* [Document section]
-=-=-

[RFC PATCH 0/7] drm/panfrost: Add a new submit ioctl

Thu Mar 11 17:24:58 UTC 2021

Hi Jason,

On Thu, 11 Mar 2021 10:58:46 -0600
Jason Ekstrand <jason at jlekstrand.net> wrote:

> Hi all,
> 
> Dropping in where I may or may not be wanted to feel free to ignore. : -)

I'm glad you decided to chime in. :-)

> > > > 2/ Queued jobs might be executed out-of-order (unless they have
> > > >     explicit/implicit deps between them), and Vulkan asks that the out
> > > >     fence be signaled when all jobs are done. Timeline syncobjs are a
> > > >     good match for that use case. All we need to do is pass the same
> > > >     fence syncobj to all jobs being attached to a single QueueSubmit
> > > >     request, but a different point on the timeline. The syncobj
> > > >     timeline wait does the rest and guarantees that we've reached a
> > > >     given timeline point (IOW, all jobs before that point are done)
> > > >     before declaring the fence as signaled.
> > > >     One alternative would be to have dummy 'synchronization' jobs that
> > > >     don't actually execute anything on the GPU but declare a dependency
> > > >     on all other jobs that are part of the QueueSubmit request, and
> > > >     signal the out fence (the scheduler would do most of the work for
> > > >     us, all we have to do is support NULL job heads and signal the
> > > >     fence directly when that happens instead of queueing the job).  
> > >
> > > I have to admit to being rather hazy on the details of timeline
> > > syncobjs, but I thought there was a requirement that the timeline moves
> > > monotonically. I.e. if you have multiple jobs signalling the same
> > > syncobj just with different points, then AFAIU the API requires that the
> > > points are triggered in order.  
> >
> > I only started looking at the SYNCOBJ_TIMELINE API a few days ago, so I
> > might be wrong, but my understanding is that queuing fences (addition
> > of new points in the timeline) should happen in order, but signaling
> > can happen in any order. When checking for a signaled fence the
> > fence-chain logic starts from the last point (or from an explicit point
> > if you use the timeline wait flavor) and goes backward, stopping at the
> > first un-signaled node. If I'm correct, that means that fences that
> > are part of a chain can be signaled in any order.  
> 
> You don't even need a timeline for this.  Just have a single syncobj
> per-queue and make each submit wait on it and then signal it.
> Alternatively, you can just always hang on to the out-fence from the
> previous submit and make the next one wait on that.

That's what I have right now, but it forces the serialization of all
jobs that are pushed during a submit (and there can be more than one
per command buffer on panfrost :-/). Maybe I'm wrong, but I thought it'd
be better to not force this serialization if we can avoid it.

> Timelines are overkill here, IMO.

Mind developing why you think this is overkill? After looking at the
kernel implementation I thought using timeline syncobjs would be
pretty cheap compared to the other options I considered.

-=-=-

* [What you need to do]
[a] In the panfrost submit ioctl thread, what does Jason Ekstrand propose as a simpler option than a timeline?
[b] Proceed with the panfrost submit ioctl thread, starting right after its final sentence.
The material that follows has no connection to the panfrost submit ioctl thread.

-=-=-

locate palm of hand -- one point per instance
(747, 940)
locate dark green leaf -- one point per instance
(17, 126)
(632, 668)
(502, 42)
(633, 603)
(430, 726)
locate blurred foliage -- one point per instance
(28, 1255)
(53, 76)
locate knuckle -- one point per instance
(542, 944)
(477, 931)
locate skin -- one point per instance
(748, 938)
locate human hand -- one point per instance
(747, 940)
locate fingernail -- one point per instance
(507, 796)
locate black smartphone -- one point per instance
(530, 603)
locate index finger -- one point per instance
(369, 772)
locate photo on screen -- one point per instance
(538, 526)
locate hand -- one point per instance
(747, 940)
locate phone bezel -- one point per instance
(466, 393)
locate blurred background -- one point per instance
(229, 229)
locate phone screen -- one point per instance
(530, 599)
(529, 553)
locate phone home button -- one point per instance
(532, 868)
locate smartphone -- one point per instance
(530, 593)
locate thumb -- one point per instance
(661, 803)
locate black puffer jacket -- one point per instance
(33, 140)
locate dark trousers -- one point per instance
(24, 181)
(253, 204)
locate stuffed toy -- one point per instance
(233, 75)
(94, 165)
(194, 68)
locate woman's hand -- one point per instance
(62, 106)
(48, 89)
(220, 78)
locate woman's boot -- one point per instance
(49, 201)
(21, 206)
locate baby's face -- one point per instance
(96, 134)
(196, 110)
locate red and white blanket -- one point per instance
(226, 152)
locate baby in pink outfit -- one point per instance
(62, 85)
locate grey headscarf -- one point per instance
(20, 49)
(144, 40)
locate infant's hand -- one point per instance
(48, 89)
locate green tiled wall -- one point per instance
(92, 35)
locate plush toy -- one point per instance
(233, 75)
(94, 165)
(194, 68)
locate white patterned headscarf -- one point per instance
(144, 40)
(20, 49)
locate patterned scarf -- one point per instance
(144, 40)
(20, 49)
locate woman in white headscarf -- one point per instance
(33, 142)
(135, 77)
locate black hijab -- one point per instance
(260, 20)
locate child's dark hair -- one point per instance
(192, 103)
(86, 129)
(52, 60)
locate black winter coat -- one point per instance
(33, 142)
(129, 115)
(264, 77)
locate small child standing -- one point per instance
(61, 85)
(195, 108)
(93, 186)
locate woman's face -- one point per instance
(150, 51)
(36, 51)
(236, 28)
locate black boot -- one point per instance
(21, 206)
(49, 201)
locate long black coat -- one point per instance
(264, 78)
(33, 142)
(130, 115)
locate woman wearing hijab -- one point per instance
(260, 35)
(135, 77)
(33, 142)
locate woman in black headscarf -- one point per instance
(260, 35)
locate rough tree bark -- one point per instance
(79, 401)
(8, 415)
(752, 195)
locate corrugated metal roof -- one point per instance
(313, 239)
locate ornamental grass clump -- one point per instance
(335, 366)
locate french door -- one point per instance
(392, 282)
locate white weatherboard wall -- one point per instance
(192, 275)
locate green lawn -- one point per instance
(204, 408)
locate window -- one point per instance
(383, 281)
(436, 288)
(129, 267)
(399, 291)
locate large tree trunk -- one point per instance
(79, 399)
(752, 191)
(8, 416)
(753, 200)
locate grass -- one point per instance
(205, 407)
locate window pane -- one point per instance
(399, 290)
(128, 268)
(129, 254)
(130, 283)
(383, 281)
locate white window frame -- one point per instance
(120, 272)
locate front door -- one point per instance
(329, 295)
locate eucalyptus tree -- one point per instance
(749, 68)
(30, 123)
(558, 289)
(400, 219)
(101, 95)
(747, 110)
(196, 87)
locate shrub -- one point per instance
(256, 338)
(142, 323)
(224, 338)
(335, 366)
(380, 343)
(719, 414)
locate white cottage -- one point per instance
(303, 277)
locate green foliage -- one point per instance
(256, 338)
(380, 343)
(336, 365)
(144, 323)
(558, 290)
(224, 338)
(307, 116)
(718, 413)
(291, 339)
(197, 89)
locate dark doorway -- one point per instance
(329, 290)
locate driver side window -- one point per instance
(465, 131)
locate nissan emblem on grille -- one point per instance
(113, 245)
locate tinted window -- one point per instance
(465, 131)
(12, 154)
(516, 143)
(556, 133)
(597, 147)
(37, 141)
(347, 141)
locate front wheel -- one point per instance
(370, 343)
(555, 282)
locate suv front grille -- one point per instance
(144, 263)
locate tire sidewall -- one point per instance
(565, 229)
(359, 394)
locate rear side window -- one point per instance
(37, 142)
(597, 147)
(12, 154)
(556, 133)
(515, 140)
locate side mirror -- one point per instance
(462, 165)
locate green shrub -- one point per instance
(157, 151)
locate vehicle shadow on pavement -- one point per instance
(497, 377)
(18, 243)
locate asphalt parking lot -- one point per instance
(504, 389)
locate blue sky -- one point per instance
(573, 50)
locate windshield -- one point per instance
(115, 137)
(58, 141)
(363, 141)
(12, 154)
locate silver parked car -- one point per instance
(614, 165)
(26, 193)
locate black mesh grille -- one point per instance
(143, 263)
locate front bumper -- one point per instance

-=-=-

* [Results]
[a] A single syncobj per queue, with each submit waiting on it and then signaling it, or keeping the out-fence from the previous submit and making the next submit wait on it.

[b]
> 
> > Note that I also considered using a sync file, which has the ability to
> > merge fences, but that required 3 extra ioctls for each syncobj to merge
> > (for the export/merge/import round trip), and AFAICT, fences stay around
> > until the sync file is destroyed, which forces some garbage collection
> > if we want to keep the number of active fences low. One nice thing
> > about the fence-chain/syncobj-timeline logic is that signaled fences
> > are collected automatically when walking the chain.  
> 
> Yeah, that's the pain when working with sync files.  This is one of
> the reasons why our driver takes an arbitrary number of in/out
> syncobjs.
> 
> > > So I'm not sure that you've actually fixed this point - you either need
> > > to force an order (in which case the last job can signal the Vulkan
> > > fence)  
> >
> > That options requires adding deps that do not really exist on the last
> > jobs, so I'm not sure I like it.
> >  
> > > or you still need a dummy job to do the many-to-one dependency.  
> >
> > Yeah, that's what I've considered doing before realizing timelined
> > syncojbs could solve this problem (assuming I got it right :-/).
> >  
> > >
> > > Or I may have completely misunderstood timeline syncobjs - definitely a
> > > possibility :)  
> >
> > I wouldn't pretend I got it right either :-).
> >  
> > >  
> > > > 3/ The current implementation lacks information about BO access,
> > > >     so we serialize all jobs accessing the same set of BOs, even
> > > >     if those jobs might just be reading from them (which can
> > > >     happen concurrently). Other drivers pass an access type to the
> > > >     list of referenced BOs to address that. Another option would be
> > > >     to disable implicit deps (deps based on BOs) and force the driver
> > > >     to pass all deps explicitly (interestingly, some drivers have
> > > >     both the no-implicit-dep and r/w flags, probably to support
> > > >     sub-resource access, so we might want to add that one too).
> > > >     I don't see any userspace workaround to that problem, so that one
> > > >     alone would justify extending the existing ioctl or adding a new
> > > >     one.  
> > >
> > > Yeah - I think we need this. My only comment is that I think the
> > > read/write terminology may come back to bite. Better to use 'shared' and
> > > 'exclusive' - which better matches the dma_resv_xxx APIs anyway.
> > >
> > > Also the current code completely ignores PANFROST_BO_REF_READ. So either
> > > that should be defined as 0, or even better we support 3 modes:
> > >
> > >   * Exclusive ('write' access)
> > >   * Shared ('read' access)
> > >   * No fence - ensures the BO is mapped, but doesn't add any implicit
> > > fences.
> > >
> > > The last may make sense when doing explicit fences and e.g. doing
> > > front-buffer rendering with a display driver which does implicit fencing.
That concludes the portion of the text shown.